All lines from the one with "target | french door" to the end need to be copied exactly, with nothing before them.

-- Start of DATASET CONTENT --

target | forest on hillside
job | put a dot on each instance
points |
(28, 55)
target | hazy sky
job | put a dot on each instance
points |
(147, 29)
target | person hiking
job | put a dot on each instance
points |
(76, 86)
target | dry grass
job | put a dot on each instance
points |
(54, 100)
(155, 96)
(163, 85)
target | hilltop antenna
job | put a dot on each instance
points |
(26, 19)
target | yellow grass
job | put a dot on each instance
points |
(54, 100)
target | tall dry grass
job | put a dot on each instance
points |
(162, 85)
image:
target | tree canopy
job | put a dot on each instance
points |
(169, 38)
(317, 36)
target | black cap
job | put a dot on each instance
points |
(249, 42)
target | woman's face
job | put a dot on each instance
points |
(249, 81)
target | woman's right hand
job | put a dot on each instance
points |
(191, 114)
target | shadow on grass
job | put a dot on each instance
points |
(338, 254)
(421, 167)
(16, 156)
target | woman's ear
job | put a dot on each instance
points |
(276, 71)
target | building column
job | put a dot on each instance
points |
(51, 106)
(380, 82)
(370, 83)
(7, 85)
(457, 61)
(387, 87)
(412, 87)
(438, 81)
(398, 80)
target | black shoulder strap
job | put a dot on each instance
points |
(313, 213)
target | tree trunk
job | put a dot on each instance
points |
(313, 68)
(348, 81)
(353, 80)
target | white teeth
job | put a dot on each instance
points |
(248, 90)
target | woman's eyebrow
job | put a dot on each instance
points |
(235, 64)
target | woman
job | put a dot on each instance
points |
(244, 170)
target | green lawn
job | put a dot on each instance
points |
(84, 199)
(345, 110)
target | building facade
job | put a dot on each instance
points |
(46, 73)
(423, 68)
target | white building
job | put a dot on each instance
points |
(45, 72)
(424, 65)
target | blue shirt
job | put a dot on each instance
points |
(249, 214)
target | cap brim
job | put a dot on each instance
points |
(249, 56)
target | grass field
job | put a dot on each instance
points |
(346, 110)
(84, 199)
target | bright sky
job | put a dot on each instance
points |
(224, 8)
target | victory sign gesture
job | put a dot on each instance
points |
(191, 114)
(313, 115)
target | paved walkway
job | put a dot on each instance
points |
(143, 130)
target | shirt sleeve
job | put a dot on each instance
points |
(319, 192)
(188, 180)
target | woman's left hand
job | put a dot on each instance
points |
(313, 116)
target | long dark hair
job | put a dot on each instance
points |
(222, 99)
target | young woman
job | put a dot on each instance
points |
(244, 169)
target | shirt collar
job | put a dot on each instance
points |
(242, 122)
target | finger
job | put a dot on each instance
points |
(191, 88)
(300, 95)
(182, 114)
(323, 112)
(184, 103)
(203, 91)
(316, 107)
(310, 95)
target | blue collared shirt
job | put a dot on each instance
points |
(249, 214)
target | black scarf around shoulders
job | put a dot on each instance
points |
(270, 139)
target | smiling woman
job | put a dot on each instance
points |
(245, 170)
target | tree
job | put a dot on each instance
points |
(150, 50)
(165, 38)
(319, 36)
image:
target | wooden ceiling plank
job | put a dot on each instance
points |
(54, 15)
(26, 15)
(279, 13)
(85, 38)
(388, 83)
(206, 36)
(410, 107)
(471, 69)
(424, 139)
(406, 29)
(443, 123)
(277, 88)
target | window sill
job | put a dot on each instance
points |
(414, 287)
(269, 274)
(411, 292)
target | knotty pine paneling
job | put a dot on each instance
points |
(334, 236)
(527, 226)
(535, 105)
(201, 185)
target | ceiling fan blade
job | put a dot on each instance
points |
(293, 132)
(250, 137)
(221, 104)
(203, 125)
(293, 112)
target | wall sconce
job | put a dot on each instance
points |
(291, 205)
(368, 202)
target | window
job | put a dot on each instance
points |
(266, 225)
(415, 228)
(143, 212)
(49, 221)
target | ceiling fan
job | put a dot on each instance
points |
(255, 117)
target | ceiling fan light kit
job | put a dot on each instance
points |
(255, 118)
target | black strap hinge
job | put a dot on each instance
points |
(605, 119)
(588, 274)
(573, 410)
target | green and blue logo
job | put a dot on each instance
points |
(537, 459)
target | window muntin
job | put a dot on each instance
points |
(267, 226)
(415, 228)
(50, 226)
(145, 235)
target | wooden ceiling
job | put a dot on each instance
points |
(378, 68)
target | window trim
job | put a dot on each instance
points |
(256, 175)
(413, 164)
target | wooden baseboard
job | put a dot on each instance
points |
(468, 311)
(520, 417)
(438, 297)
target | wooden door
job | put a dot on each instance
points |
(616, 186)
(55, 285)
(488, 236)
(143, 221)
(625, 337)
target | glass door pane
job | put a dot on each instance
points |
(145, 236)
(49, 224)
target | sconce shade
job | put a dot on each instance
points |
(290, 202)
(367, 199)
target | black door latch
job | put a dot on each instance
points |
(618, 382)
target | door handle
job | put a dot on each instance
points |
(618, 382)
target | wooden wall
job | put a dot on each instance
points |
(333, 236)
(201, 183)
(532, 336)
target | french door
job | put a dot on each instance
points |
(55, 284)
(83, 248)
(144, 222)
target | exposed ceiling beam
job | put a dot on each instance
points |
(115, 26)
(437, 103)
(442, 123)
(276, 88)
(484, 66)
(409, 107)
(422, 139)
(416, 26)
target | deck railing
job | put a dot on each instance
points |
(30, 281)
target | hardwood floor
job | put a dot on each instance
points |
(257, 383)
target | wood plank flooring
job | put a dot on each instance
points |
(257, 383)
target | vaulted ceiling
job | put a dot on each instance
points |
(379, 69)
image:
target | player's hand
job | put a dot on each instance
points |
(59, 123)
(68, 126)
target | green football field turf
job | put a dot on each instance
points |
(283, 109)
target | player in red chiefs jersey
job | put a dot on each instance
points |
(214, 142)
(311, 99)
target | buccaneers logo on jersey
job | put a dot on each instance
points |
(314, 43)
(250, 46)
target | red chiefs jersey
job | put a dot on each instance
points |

-- End of DATASET CONTENT --

● **RESULT**
target | french door
job | put a dot on each instance
points |
(55, 284)
(83, 248)
(144, 222)
target | exposed ceiling beam
job | put a dot on each instance
points |
(115, 26)
(437, 103)
(442, 123)
(276, 88)
(484, 66)
(409, 107)
(422, 139)
(416, 26)
target | deck railing
job | put a dot on each instance
points |
(30, 281)
target | hardwood floor
job | put a dot on each instance
points |
(257, 383)
target | wood plank flooring
job | put a dot on each instance
points |
(257, 383)
target | vaulted ceiling
job | put a dot on each instance
points |
(379, 69)
image:
target | player's hand
job | put a dot on each instance
points |
(59, 123)
(68, 126)
target | green football field turf
job | put a dot on each instance
points |
(283, 109)
target | player in red chiefs jersey
job | put a dot on each instance
points |
(214, 142)
(311, 99)
target | buccaneers logo on jersey
job | put a dot on each instance
points |
(314, 43)
(250, 46)
target | red chiefs jersey
job | put a dot on each instance
points |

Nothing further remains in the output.